- **ENTRIES PROVIDED**
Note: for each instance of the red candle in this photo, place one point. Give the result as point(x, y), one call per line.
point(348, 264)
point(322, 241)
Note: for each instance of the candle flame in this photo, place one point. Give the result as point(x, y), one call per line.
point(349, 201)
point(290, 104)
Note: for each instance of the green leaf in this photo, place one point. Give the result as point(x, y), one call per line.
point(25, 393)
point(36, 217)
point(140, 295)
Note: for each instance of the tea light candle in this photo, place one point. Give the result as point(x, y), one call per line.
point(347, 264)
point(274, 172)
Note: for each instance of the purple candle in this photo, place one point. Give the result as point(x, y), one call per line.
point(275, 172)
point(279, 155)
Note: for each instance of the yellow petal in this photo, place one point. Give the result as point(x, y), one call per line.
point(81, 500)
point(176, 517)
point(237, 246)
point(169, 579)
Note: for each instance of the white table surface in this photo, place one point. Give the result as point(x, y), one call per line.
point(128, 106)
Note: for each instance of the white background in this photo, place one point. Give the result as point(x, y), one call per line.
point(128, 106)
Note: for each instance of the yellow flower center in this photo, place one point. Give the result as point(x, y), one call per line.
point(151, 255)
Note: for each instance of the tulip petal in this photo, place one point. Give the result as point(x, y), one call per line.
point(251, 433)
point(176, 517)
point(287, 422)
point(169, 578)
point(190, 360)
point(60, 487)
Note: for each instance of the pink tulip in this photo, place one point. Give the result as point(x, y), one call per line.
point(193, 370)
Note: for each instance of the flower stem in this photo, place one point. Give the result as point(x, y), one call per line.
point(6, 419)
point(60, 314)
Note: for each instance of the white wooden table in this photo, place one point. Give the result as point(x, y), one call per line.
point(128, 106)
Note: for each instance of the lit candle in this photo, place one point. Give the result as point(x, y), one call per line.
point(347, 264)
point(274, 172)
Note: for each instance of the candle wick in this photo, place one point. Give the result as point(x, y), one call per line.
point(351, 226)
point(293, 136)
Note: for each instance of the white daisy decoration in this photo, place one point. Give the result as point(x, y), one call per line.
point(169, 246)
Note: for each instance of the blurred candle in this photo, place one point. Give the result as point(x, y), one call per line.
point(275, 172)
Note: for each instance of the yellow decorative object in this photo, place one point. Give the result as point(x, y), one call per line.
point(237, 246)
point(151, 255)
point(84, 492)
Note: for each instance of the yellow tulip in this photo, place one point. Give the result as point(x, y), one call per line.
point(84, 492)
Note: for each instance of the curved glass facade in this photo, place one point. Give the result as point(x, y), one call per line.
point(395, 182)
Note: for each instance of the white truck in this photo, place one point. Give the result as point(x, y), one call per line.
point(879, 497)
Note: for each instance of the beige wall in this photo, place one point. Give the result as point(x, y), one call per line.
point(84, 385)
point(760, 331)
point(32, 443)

- **GOAL**
Recast the material between the lines holding "Note: for each instance of the tea" and "point(279, 155)", inclusive, as a two-column CSV with the header input,output. Make one row per line beginning "Note:". Put that line under input and the point calls that follow it under output, with each field in double quotes and line breaks replaced by spaces.

- **ANSWER FOR THE TASK**
input,output
"Note: for each instance of the tea light candle in this photo, place one point. Give the result as point(x, y), one call per line.","point(347, 264) point(274, 172)"
"Note: for each instance of the purple candle in this photo, place one point. Give the result as point(x, y), one call per line.","point(275, 172) point(279, 155)"